## Required work
Nothing but the lines from the line with "Task: spot one point per instance of the cow hoof." through the end of the data is to be copied, and each is to be copied exactly.

## Data to use
::::::::

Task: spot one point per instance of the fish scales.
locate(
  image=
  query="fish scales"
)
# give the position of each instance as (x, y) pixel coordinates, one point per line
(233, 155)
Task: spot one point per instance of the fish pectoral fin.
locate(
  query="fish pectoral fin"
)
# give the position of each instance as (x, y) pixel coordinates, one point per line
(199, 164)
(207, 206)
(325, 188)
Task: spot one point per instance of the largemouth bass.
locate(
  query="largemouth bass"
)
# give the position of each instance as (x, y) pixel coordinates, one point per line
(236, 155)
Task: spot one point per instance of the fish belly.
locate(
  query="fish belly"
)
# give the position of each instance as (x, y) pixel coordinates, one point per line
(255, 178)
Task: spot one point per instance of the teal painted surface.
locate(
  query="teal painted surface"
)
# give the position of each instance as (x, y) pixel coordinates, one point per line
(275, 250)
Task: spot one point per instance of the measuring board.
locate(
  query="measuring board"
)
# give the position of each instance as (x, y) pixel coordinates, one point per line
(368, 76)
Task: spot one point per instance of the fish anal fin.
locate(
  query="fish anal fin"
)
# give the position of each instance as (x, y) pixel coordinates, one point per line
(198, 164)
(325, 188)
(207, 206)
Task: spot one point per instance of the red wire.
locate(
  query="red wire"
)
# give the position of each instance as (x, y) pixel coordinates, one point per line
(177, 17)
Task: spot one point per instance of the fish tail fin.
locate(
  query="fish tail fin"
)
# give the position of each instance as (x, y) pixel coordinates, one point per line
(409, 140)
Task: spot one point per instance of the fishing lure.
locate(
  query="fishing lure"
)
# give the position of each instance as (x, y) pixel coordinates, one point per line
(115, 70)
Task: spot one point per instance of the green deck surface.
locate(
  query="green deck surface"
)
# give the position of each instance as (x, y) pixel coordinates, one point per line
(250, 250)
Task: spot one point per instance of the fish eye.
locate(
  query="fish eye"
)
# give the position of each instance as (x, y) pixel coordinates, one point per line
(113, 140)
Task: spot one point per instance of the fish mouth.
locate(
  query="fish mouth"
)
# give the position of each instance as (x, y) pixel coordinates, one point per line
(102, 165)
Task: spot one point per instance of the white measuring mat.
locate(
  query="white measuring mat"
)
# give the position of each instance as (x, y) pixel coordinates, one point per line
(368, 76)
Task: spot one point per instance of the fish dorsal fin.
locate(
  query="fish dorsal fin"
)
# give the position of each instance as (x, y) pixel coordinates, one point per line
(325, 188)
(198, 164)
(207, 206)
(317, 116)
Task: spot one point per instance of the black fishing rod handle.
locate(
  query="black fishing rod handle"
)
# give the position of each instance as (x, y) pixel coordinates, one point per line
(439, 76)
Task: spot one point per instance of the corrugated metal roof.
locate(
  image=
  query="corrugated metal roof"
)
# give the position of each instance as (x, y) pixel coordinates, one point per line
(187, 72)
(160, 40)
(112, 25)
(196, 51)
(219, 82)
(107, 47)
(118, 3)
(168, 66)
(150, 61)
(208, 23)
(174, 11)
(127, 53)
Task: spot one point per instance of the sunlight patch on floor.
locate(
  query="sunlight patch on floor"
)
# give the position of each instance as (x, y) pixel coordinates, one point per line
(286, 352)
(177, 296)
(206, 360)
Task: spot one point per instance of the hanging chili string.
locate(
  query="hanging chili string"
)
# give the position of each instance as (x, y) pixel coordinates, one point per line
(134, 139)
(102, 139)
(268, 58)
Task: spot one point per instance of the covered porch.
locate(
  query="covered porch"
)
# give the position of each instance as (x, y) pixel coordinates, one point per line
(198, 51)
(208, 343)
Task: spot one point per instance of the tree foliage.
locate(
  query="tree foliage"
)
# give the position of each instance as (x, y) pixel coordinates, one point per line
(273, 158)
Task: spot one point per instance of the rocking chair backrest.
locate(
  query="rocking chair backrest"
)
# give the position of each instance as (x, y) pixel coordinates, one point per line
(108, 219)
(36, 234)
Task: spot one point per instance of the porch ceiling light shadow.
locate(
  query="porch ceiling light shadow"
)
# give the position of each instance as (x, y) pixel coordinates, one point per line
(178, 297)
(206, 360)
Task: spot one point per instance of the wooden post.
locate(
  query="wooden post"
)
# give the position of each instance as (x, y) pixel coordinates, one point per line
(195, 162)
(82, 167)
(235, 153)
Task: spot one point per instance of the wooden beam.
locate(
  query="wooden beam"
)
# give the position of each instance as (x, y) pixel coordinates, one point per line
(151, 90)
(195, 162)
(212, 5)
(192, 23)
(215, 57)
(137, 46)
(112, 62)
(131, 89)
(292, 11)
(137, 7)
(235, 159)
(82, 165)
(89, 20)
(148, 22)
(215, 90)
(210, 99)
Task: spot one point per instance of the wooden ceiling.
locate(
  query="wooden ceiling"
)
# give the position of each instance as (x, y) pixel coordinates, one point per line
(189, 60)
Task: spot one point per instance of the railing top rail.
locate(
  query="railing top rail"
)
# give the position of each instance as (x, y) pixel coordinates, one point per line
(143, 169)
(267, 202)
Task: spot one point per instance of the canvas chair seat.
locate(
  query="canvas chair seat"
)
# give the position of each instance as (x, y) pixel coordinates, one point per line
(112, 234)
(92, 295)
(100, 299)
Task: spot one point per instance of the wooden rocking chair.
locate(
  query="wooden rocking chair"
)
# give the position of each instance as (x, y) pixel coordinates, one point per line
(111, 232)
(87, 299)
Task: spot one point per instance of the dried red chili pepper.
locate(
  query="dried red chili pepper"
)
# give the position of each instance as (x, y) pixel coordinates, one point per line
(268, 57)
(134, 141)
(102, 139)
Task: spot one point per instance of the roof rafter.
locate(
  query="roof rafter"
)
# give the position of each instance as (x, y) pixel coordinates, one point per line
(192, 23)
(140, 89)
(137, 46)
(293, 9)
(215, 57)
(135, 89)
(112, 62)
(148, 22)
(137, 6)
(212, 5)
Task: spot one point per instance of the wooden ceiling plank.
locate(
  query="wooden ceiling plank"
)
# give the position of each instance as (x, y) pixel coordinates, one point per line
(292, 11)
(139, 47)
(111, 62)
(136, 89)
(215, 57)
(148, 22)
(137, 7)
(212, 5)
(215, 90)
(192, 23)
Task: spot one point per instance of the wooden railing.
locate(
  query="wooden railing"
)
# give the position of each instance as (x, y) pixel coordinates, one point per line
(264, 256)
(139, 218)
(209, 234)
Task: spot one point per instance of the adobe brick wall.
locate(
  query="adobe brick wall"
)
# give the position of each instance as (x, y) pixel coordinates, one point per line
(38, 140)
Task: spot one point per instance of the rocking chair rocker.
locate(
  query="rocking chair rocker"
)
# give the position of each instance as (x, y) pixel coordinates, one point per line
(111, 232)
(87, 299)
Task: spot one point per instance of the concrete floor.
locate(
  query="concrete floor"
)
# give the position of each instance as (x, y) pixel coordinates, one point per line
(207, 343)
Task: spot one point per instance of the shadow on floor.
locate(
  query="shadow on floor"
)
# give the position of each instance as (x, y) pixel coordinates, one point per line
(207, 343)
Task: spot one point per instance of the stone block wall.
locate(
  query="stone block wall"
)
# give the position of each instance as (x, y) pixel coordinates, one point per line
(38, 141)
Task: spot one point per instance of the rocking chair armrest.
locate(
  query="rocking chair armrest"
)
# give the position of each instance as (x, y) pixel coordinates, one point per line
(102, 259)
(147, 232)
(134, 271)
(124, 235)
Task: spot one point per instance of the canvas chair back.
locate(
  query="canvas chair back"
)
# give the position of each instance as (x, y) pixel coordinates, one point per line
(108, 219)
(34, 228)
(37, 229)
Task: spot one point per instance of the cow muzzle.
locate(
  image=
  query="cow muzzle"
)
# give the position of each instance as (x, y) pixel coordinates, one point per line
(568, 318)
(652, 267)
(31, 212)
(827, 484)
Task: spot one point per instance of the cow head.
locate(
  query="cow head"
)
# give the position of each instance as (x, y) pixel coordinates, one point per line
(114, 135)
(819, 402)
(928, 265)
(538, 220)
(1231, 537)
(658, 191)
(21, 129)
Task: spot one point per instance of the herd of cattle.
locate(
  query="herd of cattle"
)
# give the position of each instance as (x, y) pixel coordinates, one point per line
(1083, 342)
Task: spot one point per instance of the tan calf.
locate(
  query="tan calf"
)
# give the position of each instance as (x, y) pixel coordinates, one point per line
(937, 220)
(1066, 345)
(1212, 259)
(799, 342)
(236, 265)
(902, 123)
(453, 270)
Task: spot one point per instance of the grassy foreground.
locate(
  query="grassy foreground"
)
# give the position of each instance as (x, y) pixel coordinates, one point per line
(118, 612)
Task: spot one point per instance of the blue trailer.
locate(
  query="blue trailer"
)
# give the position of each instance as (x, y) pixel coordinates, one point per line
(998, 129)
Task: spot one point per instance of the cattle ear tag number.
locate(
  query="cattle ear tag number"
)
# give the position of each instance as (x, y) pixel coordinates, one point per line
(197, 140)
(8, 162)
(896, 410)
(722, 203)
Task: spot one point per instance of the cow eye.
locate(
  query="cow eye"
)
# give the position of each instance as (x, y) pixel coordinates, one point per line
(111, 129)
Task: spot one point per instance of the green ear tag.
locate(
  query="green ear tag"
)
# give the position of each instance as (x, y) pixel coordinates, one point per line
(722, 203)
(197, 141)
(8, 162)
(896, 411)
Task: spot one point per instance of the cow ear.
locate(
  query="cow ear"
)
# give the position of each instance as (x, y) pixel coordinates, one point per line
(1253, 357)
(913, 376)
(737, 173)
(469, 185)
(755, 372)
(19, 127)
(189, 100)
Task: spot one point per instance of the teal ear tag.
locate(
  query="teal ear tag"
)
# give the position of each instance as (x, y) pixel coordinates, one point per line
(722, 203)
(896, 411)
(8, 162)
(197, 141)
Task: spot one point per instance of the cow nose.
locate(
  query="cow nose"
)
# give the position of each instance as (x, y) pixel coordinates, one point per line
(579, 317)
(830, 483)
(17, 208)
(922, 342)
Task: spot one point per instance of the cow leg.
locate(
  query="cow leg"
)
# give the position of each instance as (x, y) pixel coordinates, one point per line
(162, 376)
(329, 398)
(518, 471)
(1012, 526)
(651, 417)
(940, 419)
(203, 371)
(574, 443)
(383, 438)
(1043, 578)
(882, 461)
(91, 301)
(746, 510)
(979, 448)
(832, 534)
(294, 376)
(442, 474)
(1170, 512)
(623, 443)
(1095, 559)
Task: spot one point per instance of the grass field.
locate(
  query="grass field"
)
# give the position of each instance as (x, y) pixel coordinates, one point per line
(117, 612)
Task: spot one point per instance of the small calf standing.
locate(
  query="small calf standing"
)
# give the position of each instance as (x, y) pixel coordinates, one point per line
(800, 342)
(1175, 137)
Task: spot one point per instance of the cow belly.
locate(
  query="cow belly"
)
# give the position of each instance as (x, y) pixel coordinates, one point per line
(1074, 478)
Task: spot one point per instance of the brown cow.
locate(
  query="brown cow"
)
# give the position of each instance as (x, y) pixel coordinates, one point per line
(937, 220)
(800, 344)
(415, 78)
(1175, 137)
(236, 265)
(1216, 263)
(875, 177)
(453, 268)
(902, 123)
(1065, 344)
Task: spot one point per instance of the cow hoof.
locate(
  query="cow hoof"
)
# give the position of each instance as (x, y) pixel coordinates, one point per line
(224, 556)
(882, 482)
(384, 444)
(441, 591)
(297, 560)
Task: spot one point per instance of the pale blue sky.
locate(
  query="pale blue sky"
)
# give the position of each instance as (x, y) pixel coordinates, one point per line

::::::::

## Solution for this problem
Task: spot one point per instance of the cow hoof.
locate(
  query="cow hoof"
)
# give the position of each instance as (x, y) pixel coordinates, one point per line
(224, 556)
(882, 482)
(384, 444)
(441, 591)
(297, 560)
Task: spot one point per instance of the pale blue sky.
locate(
  query="pale blue sky"
)
# give the position of each instance as (x, y) pixel coordinates, one point per line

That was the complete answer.